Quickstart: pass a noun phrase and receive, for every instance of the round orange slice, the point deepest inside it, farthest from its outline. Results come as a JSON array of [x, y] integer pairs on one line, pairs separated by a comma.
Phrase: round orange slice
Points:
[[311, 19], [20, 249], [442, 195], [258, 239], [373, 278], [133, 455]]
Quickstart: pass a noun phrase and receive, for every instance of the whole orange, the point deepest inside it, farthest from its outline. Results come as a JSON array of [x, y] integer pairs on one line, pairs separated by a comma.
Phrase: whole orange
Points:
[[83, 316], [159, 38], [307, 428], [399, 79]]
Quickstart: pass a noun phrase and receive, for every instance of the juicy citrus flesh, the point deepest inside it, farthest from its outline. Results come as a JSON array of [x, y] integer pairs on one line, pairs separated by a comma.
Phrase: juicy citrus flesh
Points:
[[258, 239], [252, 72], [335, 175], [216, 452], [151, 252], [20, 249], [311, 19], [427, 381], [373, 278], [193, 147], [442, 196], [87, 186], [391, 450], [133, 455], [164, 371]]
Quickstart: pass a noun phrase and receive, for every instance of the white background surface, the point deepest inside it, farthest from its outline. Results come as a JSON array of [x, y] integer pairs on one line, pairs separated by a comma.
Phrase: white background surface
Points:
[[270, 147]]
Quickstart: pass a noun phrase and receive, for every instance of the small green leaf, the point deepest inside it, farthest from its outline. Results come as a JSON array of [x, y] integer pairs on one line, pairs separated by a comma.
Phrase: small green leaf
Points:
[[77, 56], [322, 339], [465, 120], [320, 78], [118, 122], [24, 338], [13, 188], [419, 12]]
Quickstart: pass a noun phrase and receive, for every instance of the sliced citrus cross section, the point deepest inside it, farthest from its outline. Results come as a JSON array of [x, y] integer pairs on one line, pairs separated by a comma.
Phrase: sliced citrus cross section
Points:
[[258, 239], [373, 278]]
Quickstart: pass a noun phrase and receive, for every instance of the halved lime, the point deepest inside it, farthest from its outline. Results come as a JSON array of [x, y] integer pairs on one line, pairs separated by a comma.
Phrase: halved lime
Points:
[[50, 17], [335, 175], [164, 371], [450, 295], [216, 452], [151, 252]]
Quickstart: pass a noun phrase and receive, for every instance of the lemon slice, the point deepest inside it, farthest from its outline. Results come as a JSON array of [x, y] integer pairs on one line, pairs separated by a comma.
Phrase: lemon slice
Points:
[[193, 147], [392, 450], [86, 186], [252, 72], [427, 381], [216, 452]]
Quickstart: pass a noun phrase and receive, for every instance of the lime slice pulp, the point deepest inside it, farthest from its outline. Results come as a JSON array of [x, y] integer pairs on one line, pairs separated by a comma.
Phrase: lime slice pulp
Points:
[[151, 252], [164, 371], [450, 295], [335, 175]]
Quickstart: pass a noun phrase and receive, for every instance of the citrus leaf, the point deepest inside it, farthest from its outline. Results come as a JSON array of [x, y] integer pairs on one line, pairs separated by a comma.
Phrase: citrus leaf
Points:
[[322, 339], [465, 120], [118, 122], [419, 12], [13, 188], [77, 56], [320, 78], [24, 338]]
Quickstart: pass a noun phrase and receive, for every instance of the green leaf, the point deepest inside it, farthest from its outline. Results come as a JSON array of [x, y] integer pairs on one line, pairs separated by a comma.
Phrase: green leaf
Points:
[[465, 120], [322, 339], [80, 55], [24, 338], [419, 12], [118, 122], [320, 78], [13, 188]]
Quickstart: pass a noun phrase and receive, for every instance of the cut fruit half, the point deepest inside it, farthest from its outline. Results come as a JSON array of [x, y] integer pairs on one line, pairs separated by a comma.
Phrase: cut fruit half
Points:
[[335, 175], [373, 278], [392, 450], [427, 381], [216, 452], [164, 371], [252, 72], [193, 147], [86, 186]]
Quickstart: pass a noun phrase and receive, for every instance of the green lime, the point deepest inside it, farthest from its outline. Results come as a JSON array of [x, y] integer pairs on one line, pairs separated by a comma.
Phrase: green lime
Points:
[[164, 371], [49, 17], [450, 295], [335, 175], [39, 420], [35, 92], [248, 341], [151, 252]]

■ OBJECTIVE: Rewrite the records above from the line with "of the white" to the line with "452], [151, 252]]", both included and requests kept. Multiply every x and y coordinate in the answers by 1.65 and round to whole numbers, with halves going up. Give only those lines.

■ OUTPUT OF THE TASK:
Quickstart: pass a noun phrase and receive, for every instance of the white background surface, the point deepest inside it, farthest from its outline. Results come as a JSON array of [x, y] integer pairs on one line, pairs separated by a comma.
Phrase: white background surface
Points:
[[446, 243]]
Quickstart: pass a noun phrase and receive, for every instance of the small green leaf, the point deepest inside it, farthest from its outline. Results come as a JSON array of [x, y] integer pairs on one line, pairs separated by a comma.
Phrase: small green leaf
Points:
[[127, 92], [531, 559], [767, 198], [528, 129], [195, 201], [40, 558], [21, 310], [691, 20]]
Quickstart: pass a noun phrase and receive, for every instance of the sliced citrus cross section, the point deepest inside it, farthest from its outline. Results come as a JSON array of [x, y] integer pairs on one line, pairs separated by a comma.
Phrase: sliced citrus cross section
Points:
[[426, 394], [615, 459]]
Quickstart: pass a noun phrase and receive, for every instance of the halved lime, the point deepest inside it, farthest from its outline. Results come as a JSON array of [x, y] integer pairs on one line, pairs separated by a comma.
Phrase: halved lime
Points:
[[83, 28], [553, 289], [271, 612], [743, 487], [356, 746], [249, 416]]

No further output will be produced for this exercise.